What is needed
Reply with nothing but how many lines in the entries below include "parked".

Point-per-instance localization data

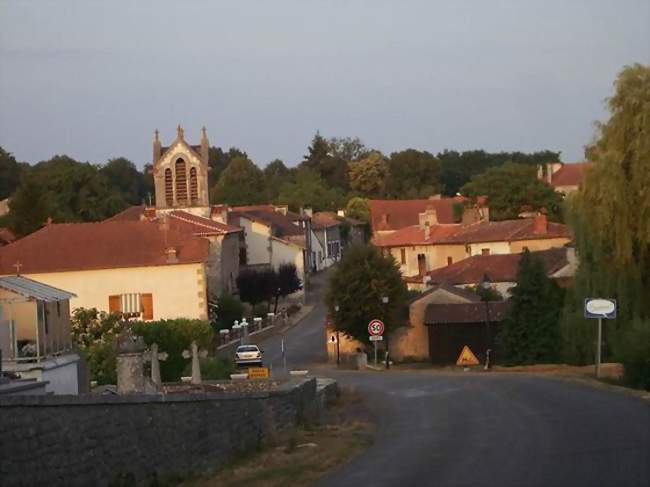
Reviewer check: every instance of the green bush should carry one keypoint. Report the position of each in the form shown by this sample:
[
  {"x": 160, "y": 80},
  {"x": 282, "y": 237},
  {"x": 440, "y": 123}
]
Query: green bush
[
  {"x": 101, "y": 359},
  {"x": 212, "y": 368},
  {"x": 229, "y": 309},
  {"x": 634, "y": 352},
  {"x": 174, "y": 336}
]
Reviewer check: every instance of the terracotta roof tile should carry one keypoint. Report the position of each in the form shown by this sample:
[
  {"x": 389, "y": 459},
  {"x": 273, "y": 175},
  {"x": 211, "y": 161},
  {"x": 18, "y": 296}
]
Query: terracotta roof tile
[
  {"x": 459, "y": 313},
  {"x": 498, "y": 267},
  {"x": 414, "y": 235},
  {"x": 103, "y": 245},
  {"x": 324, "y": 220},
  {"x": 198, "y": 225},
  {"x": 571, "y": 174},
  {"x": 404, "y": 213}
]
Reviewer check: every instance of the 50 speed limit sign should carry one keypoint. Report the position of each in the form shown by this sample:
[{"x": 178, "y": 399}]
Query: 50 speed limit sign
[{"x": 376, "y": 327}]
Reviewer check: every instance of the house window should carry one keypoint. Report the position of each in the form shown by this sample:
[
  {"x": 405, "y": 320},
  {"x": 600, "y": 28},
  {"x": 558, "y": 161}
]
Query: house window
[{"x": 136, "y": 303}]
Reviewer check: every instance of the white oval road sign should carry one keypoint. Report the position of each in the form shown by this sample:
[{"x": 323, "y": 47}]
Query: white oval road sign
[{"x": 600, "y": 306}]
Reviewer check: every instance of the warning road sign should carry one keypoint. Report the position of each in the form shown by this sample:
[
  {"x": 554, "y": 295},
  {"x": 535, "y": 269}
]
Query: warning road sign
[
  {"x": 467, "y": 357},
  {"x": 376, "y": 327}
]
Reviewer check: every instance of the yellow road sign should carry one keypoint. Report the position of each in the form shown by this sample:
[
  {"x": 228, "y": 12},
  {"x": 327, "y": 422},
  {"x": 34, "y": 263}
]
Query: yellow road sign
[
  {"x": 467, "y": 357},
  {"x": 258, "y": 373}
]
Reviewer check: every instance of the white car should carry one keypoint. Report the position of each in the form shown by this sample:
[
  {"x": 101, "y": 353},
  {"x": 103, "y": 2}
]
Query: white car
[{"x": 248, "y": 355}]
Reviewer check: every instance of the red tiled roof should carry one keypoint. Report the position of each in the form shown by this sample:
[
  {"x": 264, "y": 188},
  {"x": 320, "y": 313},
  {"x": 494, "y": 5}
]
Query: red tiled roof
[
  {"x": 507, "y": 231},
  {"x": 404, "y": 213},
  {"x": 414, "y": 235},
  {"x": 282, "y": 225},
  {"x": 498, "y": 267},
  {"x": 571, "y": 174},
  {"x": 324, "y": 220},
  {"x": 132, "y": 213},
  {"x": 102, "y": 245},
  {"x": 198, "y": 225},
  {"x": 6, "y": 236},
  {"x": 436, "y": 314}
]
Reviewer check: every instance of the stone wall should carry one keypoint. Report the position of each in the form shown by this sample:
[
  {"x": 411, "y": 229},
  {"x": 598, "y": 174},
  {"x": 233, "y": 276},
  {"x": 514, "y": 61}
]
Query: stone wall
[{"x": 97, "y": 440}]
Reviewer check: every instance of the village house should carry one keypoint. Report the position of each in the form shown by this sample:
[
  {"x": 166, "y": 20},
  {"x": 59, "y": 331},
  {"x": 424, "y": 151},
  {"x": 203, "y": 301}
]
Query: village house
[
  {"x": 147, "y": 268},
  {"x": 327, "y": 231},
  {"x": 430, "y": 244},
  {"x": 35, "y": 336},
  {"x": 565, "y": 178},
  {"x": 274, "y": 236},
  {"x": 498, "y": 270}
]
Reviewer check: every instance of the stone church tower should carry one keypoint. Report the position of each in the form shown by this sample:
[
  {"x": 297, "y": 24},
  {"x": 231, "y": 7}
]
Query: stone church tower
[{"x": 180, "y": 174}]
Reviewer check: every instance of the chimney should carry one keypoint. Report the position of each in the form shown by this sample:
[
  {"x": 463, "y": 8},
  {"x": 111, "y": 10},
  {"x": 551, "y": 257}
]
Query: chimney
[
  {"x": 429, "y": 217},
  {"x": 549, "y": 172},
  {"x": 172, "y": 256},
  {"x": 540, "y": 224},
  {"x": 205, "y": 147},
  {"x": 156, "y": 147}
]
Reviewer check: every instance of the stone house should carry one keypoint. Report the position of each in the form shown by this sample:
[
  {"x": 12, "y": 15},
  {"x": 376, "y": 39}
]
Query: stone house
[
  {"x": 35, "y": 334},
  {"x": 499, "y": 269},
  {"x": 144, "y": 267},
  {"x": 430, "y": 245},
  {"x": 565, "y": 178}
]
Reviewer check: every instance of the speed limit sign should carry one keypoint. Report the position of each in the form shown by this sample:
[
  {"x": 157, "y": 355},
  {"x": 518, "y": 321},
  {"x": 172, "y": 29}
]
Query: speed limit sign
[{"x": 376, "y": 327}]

* * *

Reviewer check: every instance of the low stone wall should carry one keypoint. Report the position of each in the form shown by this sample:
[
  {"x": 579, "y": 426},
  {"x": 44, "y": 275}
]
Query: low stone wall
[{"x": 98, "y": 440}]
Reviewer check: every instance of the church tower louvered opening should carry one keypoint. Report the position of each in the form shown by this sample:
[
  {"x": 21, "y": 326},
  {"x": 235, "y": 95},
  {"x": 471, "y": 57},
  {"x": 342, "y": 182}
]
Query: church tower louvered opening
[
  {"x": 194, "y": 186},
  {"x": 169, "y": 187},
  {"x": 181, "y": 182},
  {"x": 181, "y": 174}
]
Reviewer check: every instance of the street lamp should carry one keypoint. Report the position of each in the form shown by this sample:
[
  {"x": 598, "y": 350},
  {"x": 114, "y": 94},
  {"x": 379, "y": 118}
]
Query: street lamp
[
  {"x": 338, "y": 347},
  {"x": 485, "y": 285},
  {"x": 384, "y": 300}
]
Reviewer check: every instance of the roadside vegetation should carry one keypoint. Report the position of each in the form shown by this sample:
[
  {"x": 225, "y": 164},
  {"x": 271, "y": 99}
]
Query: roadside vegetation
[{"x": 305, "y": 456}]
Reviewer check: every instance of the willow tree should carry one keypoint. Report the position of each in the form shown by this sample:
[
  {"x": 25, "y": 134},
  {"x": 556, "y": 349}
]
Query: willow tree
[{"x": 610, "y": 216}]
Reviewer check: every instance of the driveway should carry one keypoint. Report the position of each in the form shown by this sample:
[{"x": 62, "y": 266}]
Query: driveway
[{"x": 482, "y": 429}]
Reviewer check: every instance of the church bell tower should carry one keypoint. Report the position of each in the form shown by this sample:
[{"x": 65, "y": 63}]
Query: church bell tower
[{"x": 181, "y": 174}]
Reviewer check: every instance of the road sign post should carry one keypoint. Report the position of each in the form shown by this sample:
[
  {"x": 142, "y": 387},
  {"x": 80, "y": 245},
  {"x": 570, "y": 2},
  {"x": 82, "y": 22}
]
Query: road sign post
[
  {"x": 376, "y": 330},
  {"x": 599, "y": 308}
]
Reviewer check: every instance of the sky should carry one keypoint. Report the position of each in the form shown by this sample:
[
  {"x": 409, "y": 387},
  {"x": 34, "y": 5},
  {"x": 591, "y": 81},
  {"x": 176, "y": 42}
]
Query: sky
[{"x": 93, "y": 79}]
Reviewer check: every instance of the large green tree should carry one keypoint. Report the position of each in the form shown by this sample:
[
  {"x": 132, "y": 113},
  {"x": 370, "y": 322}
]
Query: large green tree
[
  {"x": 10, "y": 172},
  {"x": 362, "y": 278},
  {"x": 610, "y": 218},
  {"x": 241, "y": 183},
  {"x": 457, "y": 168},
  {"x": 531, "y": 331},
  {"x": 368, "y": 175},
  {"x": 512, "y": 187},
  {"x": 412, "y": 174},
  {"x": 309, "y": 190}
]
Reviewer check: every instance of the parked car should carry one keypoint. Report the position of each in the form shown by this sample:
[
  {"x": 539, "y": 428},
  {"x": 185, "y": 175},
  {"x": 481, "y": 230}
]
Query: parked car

---

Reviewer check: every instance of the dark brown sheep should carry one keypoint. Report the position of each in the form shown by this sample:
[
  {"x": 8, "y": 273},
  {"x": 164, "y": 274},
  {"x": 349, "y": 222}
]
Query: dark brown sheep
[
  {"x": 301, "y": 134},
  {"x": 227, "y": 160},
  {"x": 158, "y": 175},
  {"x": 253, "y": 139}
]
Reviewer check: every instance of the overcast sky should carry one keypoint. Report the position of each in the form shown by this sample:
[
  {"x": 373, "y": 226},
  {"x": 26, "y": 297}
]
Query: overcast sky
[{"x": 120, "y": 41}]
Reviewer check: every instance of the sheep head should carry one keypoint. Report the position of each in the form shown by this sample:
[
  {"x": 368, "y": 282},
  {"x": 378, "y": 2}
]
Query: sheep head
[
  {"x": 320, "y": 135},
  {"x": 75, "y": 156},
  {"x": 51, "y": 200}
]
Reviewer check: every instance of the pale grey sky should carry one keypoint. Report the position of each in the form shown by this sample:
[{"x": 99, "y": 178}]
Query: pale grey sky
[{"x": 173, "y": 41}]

Solution
2